* Document segment

Modelling the structure and dynamics of cellular organelles with non-equilibrium dynamics
Membrane-bound organelles perform many essential functions in the cell, among which the sorting and biochemical maturation of cellular components. Organelles along the secretory and endocytic pathways are strongly out-of-equilibrium structures, which display large stochastic fluctuations of composition and shape resulting from inter-organelle exchange and enzymatic reactions. Understanding how the different molecular mechanisms controlling these processes are orchestrated to yield robust fluxes of matter and to direct particular components to particular locations within the cell is an outstanding problem of great interest for cell biologist, but also for physicists.

* Dataset excerpts
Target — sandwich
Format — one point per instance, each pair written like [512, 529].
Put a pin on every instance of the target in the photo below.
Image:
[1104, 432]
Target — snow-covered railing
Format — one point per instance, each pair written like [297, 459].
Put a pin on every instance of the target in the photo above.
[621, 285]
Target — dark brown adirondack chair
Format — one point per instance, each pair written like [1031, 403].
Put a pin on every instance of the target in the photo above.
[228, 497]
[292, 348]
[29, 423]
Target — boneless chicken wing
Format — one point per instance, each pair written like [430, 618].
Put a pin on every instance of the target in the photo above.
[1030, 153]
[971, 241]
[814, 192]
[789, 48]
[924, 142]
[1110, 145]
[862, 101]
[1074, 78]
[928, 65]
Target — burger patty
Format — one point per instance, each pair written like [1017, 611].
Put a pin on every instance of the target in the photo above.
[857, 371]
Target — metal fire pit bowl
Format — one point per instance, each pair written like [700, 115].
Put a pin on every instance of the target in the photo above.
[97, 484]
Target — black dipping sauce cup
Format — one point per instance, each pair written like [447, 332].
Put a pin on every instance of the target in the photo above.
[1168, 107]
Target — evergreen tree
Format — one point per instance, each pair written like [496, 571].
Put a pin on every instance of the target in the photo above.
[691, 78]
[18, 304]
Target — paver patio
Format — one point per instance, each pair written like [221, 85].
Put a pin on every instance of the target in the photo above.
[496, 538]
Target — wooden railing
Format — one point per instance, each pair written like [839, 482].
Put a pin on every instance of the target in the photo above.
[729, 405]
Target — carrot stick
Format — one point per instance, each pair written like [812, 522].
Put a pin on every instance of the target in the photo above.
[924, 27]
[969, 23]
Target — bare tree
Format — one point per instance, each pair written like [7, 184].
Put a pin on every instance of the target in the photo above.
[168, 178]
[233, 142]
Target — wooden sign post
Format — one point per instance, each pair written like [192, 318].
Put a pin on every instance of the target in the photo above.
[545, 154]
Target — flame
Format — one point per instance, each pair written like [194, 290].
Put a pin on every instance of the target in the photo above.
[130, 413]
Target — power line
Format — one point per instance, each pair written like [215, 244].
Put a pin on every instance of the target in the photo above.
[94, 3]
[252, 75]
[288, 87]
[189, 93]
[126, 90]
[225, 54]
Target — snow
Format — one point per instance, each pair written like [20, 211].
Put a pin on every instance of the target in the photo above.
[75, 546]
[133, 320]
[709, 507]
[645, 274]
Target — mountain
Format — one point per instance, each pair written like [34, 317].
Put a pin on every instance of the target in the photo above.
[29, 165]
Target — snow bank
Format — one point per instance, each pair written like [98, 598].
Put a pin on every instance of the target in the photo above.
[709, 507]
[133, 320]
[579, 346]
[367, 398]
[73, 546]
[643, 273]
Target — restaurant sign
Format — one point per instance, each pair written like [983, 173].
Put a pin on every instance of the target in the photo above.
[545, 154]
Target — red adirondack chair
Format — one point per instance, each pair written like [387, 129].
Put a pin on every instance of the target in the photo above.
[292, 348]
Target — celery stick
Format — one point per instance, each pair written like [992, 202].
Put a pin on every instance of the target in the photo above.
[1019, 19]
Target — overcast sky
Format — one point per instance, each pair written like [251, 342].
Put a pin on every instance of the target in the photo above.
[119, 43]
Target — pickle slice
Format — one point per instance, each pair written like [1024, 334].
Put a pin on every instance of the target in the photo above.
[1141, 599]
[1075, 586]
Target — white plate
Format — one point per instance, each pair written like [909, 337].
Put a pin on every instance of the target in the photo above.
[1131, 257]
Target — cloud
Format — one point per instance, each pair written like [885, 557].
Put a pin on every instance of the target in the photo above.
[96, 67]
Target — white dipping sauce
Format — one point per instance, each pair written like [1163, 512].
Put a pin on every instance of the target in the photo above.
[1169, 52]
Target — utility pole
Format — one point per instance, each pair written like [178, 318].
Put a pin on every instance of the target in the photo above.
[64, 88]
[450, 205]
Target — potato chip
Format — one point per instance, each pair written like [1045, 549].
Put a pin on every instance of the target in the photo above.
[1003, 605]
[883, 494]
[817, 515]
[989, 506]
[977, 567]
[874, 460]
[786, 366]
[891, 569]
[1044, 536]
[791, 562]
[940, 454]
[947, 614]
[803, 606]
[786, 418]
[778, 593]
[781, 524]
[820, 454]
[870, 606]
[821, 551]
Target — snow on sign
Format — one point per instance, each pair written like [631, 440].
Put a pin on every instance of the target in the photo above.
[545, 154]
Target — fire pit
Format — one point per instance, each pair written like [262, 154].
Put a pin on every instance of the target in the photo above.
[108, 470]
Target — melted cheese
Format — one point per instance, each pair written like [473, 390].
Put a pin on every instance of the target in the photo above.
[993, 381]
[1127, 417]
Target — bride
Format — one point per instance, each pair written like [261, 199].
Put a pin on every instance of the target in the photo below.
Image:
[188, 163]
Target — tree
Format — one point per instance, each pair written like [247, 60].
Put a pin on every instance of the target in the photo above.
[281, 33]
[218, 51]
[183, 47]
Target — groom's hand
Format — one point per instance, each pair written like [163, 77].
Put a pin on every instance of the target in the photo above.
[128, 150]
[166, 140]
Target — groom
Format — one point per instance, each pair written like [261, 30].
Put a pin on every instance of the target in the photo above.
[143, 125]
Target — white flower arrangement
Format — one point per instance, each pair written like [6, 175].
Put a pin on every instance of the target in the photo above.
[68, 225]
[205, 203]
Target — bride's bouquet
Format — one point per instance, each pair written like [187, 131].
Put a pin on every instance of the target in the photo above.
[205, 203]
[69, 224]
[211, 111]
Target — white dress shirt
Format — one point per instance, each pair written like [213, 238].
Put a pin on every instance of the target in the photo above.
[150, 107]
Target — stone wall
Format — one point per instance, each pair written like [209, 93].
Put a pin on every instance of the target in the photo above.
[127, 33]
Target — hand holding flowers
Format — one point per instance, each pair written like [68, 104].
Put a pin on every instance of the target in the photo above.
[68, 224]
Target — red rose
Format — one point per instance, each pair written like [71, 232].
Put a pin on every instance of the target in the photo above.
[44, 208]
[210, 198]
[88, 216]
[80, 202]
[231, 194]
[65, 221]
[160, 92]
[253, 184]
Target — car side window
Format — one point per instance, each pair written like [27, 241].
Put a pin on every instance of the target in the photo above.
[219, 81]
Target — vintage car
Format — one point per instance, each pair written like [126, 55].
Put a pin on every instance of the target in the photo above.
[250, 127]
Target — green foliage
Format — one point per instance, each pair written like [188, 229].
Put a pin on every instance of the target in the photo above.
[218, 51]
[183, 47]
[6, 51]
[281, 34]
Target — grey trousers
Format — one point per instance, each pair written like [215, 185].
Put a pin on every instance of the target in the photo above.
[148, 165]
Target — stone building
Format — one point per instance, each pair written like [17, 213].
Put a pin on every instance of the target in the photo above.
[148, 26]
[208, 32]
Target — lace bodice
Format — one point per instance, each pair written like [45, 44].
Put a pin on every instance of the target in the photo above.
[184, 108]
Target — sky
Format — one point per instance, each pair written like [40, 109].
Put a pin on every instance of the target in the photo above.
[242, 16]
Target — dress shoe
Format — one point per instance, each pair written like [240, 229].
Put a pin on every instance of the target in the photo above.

* What you should do
Extend the passage on modelling cellular organelles out of equilibrium, starting after its final sentence.

* Output of the task
In this talk, I will discussed stochastic models of organelle self-organisation based on the simplified view that organelle dynamics results from a competition of two kinetic processes : vesicular exchange between organelles and maturation ; i.e. the change of biochemical identity of an organelle over time (early to late endosomes, cis to trans Golgi cisternae…). I will first describe in some details two specific processes relevant to organelle dynamics : the sorting of components by vesicular exchange, and the competition between maturation and exchange in a simple, one-compartment system. I will then discuss a conceptual model of organelle biogenesis and maintenance that include vesicular exchange (budding, transport, and fusion) and biochemical maturation. I will show how the non-equilibrium steady-state of an organelle or a network of organelles may be varied in a controlled manner by modifying a limited number of coarse-grained parameters (essentially, the budding, fusion and maturation rates) and discuss the relevance of these results for the structure of the Golgi apparatus.